Activity: Write out all of the entries, matching the original exactly.

(Natural language region descriptions)
------------------------------
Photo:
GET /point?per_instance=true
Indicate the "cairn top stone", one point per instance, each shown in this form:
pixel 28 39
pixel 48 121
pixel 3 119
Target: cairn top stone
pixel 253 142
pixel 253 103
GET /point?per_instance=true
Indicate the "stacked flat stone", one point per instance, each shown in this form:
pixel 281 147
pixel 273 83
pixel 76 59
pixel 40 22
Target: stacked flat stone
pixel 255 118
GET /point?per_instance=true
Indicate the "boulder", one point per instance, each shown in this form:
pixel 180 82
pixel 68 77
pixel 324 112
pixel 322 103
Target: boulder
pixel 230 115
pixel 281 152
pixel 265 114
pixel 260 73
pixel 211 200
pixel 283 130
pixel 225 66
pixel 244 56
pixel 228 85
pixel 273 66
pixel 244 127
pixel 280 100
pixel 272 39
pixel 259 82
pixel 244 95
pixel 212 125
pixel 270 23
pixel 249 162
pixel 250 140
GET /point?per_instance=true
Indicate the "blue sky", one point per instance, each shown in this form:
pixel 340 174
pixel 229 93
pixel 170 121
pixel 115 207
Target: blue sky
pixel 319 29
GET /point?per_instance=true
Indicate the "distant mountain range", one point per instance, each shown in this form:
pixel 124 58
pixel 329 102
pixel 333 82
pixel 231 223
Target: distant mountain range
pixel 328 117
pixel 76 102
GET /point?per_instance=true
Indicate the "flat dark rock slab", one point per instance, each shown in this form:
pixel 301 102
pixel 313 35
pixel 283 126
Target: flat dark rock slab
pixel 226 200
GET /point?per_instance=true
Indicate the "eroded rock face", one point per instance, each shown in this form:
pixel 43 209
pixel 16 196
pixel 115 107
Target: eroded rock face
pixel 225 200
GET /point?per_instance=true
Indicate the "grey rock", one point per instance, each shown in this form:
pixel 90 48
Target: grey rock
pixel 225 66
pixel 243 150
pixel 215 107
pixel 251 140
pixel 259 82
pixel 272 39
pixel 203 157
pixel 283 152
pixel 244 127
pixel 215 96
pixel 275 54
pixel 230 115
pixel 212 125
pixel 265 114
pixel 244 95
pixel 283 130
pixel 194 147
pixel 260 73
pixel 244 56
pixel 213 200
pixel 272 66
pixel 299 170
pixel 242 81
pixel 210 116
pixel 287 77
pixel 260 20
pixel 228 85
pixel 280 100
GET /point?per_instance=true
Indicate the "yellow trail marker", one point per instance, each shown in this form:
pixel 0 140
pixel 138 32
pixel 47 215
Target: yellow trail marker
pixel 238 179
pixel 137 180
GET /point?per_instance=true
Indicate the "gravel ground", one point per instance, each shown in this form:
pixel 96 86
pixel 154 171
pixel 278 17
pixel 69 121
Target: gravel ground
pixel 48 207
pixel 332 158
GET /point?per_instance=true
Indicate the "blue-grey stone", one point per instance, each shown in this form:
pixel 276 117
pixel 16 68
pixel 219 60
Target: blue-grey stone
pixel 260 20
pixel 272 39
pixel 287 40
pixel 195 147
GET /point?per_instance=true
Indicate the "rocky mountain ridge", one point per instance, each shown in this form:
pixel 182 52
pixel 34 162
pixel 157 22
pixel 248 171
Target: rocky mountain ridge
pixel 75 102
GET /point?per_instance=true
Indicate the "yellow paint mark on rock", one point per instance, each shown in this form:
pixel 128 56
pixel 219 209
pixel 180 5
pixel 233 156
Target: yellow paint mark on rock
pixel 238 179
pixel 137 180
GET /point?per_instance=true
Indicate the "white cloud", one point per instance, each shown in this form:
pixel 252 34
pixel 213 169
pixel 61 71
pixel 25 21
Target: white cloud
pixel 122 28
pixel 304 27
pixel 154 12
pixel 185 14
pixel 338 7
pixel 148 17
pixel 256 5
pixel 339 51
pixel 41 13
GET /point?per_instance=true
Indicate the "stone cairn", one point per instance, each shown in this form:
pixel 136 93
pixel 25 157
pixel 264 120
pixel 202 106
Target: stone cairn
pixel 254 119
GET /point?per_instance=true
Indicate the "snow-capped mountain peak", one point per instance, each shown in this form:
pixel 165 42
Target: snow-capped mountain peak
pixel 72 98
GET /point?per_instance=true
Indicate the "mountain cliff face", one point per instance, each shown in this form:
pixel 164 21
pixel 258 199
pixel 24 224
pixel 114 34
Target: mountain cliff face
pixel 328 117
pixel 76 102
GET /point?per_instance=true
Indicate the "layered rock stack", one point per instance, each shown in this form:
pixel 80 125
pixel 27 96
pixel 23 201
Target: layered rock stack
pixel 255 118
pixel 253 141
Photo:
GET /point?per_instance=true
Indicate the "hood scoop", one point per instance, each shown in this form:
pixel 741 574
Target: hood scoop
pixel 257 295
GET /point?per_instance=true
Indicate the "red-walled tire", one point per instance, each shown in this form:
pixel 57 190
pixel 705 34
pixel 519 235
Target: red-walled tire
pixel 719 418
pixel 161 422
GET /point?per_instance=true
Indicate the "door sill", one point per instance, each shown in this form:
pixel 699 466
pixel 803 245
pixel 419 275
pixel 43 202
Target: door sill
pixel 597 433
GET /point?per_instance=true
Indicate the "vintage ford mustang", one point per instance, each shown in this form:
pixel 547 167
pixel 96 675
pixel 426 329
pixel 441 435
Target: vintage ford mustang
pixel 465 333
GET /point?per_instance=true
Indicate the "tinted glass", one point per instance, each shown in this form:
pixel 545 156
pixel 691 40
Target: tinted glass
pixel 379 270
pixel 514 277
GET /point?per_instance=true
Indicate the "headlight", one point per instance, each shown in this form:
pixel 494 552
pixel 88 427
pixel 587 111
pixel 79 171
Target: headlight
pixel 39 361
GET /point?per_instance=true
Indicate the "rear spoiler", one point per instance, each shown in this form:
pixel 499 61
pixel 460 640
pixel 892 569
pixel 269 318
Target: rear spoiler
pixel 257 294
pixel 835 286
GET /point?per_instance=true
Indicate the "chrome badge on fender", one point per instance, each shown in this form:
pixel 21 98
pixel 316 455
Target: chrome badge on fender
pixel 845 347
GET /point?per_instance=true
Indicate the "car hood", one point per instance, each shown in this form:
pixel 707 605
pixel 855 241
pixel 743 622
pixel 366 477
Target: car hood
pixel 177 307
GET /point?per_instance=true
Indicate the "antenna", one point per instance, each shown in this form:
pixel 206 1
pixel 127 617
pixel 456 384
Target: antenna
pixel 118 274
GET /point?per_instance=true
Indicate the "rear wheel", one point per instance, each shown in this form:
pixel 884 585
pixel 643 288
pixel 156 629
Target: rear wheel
------------------------------
Task result:
Photo:
GET /point?per_instance=true
Indicate the "cairn top stone", one point per instance, each shown in this form:
pixel 28 39
pixel 48 121
pixel 3 119
Target: cairn top stone
pixel 253 142
pixel 253 103
GET /point?per_instance=true
Indicate the "stacked flat stone", one point per instance, each shown in this form:
pixel 281 147
pixel 273 83
pixel 76 59
pixel 40 22
Target: stacked flat stone
pixel 255 118
GET /point?per_instance=true
Indicate the "boulder", one point per instance, each shown in this form:
pixel 180 82
pixel 68 77
pixel 324 112
pixel 322 103
Target: boulder
pixel 230 115
pixel 281 152
pixel 265 114
pixel 260 73
pixel 211 200
pixel 283 130
pixel 225 66
pixel 244 56
pixel 228 85
pixel 273 66
pixel 244 127
pixel 280 100
pixel 272 39
pixel 259 82
pixel 244 95
pixel 212 125
pixel 270 23
pixel 249 162
pixel 250 140
GET /point?per_instance=true
Indicate the "blue sky", one point per instance, each shown in this form:
pixel 340 174
pixel 229 93
pixel 170 121
pixel 115 207
Target: blue sky
pixel 319 29
GET /point?per_instance=true
Indicate the "distant mountain range", one point per instance, each shown in this form:
pixel 124 58
pixel 329 102
pixel 333 82
pixel 231 223
Target: distant mountain range
pixel 328 117
pixel 76 102
GET /point?per_instance=true
Indicate the "flat dark rock slab", one point per instance, each shown in this form:
pixel 301 102
pixel 313 35
pixel 283 126
Target: flat dark rock slab
pixel 226 200
GET /point?per_instance=true
Indicate the "eroded rock face", one point per instance, each shown in this form:
pixel 43 209
pixel 16 196
pixel 115 107
Target: eroded rock face
pixel 225 200
GET /point?per_instance=true
Indicate the "grey rock", one point per instance, each shown in this form:
pixel 90 48
Target: grey rock
pixel 225 66
pixel 243 150
pixel 215 107
pixel 251 140
pixel 259 82
pixel 272 39
pixel 203 157
pixel 283 152
pixel 244 127
pixel 215 96
pixel 275 54
pixel 230 115
pixel 212 125
pixel 265 114
pixel 244 95
pixel 283 130
pixel 194 147
pixel 260 73
pixel 244 56
pixel 213 200
pixel 272 66
pixel 299 170
pixel 242 81
pixel 210 116
pixel 287 77
pixel 260 20
pixel 228 85
pixel 280 100
GET /point?per_instance=true
Indicate the "yellow trail marker", one point per instance, each shown in this form:
pixel 0 140
pixel 138 32
pixel 47 215
Target: yellow trail marker
pixel 238 179
pixel 137 180
GET /point?per_instance=true
Indicate the "gravel ground", one point per instance, each shown in this form:
pixel 96 86
pixel 154 171
pixel 278 17
pixel 69 121
Target: gravel ground
pixel 48 207
pixel 332 158
GET /point?per_instance=true
Indicate the "blue-grey stone", one point per instance, each shown in this form:
pixel 276 117
pixel 16 68
pixel 219 60
Target: blue-grey stone
pixel 260 20
pixel 272 39
pixel 287 40
pixel 195 147
GET /point?per_instance=true
Indicate the "rocky mountain ridge", one point per instance, each shown in this form:
pixel 182 52
pixel 34 162
pixel 157 22
pixel 248 171
Target: rocky mountain ridge
pixel 75 102
GET /point?per_instance=true
Indicate the "yellow paint mark on rock", one point per instance, each shown in this form:
pixel 128 56
pixel 219 209
pixel 180 5
pixel 233 156
Target: yellow paint mark on rock
pixel 238 179
pixel 137 180
GET /point?per_instance=true
Indicate the "white cloud", one point per instance, each shown in this form:
pixel 252 34
pixel 213 169
pixel 61 71
pixel 25 21
Target: white cloud
pixel 122 28
pixel 304 27
pixel 154 12
pixel 185 14
pixel 338 7
pixel 148 17
pixel 256 5
pixel 339 51
pixel 41 13
GET /point?per_instance=true
Indicate the "stone cairn", one point per instance, each shown in this form:
pixel 136 93
pixel 25 157
pixel 264 120
pixel 202 106
Target: stone cairn
pixel 254 119
GET /point?per_instance=true
Indicate the "snow-capped mountain peak", one point per instance, each shown in this form:
pixel 165 42
Target: snow-capped mountain peak
pixel 72 98
GET /point?per_instance=true
Indicate the "mountain cliff face", one point per instance, each shown in this form:
pixel 164 21
pixel 258 199
pixel 24 224
pixel 114 34
Target: mountain cliff face
pixel 328 117
pixel 76 102
GET /point?per_instance=true
Indicate the "layered rock stack", one point per instance, each shown in this form:
pixel 80 125
pixel 27 96
pixel 23 201
Target: layered rock stack
pixel 255 118
pixel 253 141
Photo:
GET /point?per_instance=true
Indicate the "hood scoop", one point per instance, each shown in this form:
pixel 741 574
Target: hood scoop
pixel 257 295
GET /point?per_instance=true
Indicate the "red-walled tire", one point per instance, each shown in this form:
pixel 57 190
pixel 705 34
pixel 519 235
Target: red-walled tire
pixel 719 418
pixel 161 422
GET /point?per_instance=true
Indicate the "door sill", one point per instance, each shown in this form:
pixel 699 466
pixel 803 245
pixel 419 275
pixel 43 202
Target: door sill
pixel 597 433
GET /point?per_instance=true
Indicate the "vintage ford mustang", one point per instance, each shown in this form:
pixel 547 167
pixel 96 675
pixel 426 329
pixel 441 435
Target: vintage ford mustang
pixel 465 333
GET /point?per_instance=true
Indicate the "tinted glass", one point per instance, each shown in this form:
pixel 545 156
pixel 691 40
Target: tinted glass
pixel 379 270
pixel 514 277
GET /point?per_instance=true
Indicate the "headlight", one point per instance, each shown in this form:
pixel 494 552
pixel 88 427
pixel 587 111
pixel 79 171
Target: headlight
pixel 39 361
GET /point?per_instance=true
Indicate the "rear spoiler", one point per instance, each shown in this form:
pixel 499 61
pixel 460 640
pixel 892 569
pixel 269 318
Target: rear spoiler
pixel 257 294
pixel 835 286
GET /point?per_instance=true
Indicate the "chrome badge on fender", one point per instance, each shown in this form:
pixel 21 98
pixel 316 455
Target: chrome badge on fender
pixel 845 347
GET /point?per_instance=true
Indicate the "car hood", one point per instance, each shown in this form:
pixel 707 605
pixel 855 241
pixel 743 622
pixel 366 477
Target: car hood
pixel 177 307
GET /point?per_instance=true
Indicate the "antenna", one point per instance, each shown in this form:
pixel 206 1
pixel 127 617
pixel 456 384
Target: antenna
pixel 118 274
GET /point?per_instance=true
Indicate the "rear wheel", one point per instance, each shown in this form:
pixel 884 585
pixel 643 288
pixel 156 629
Target: rear wheel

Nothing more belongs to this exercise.